** DATA FOR THE TASK follows **

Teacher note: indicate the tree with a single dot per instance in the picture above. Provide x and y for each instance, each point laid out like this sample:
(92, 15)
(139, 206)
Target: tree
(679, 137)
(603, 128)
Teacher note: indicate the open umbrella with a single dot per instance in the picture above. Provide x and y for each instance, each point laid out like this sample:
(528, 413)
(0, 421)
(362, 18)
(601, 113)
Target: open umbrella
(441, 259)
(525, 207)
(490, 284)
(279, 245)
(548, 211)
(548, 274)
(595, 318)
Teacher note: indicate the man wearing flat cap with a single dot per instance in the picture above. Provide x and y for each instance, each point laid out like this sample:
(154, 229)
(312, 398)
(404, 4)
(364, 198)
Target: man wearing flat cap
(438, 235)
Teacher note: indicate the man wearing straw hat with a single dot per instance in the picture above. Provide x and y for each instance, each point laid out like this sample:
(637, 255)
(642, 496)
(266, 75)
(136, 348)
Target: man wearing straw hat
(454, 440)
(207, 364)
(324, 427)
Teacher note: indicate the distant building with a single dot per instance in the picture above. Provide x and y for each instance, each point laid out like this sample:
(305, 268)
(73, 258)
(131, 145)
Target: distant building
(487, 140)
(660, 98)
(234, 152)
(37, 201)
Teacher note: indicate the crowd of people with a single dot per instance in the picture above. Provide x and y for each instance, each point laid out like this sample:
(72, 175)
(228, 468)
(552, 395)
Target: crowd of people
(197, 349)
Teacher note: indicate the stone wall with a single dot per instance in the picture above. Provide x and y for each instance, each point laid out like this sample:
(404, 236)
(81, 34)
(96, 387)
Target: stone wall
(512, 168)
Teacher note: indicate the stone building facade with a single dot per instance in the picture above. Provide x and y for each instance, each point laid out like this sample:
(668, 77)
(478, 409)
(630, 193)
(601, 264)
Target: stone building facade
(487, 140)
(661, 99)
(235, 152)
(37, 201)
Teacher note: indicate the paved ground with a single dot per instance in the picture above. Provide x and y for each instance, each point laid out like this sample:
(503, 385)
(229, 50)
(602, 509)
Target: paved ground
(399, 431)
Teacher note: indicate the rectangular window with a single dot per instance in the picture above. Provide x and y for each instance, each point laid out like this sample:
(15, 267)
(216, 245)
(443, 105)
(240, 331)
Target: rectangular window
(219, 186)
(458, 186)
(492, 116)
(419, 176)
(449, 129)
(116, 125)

** End of DATA FOR THE TASK **

*THE PROBLEM:*
Lines in the data that hold "picture" must be located and copied.

*RESULT OF THE TASK:*
Teacher note: indicate the tree with a single dot per instance in the picture above. Provide x and y for each instance, each point laid out like this sample:
Teacher note: indicate the open umbrella with a single dot per instance in the picture above. Provide x and y for each instance, each point laid out like this sample:
Teacher note: indicate the man wearing flat cap with a single dot per instance in the picture above. Provide x and y for each instance, each point laid out like this sample:
Teacher note: indicate the man wearing straw hat with a single dot per instance in the picture above. Provide x and y for each instance, each point laid out like this sample:
Teacher note: indicate the distant building with a single dot per instance in the picture above. Provide x and y for each instance, each point laid out like this sample:
Teacher note: indicate the crowd of people with a single dot per instance in the picture above. Provide x and y for each instance, each point laid out like this sample:
Teacher note: indicate the stone wall with a single dot per instance in the picture above. Provide x and y for each instance, each point laid out like this sample:
Teacher note: indicate the stone building facade with a single dot per instance in the picture above. Provide x and y for each instance, each point laid out like this sample:
Teacher note: indicate the paved ground with a single dot per instance in the picture above. Provide x and y for each instance, each point laid out like this sample:
Teacher note: indicate the rectangular window with a single dot per instance in the picture above. Provide x and y for each instance, each point laid out like this sample:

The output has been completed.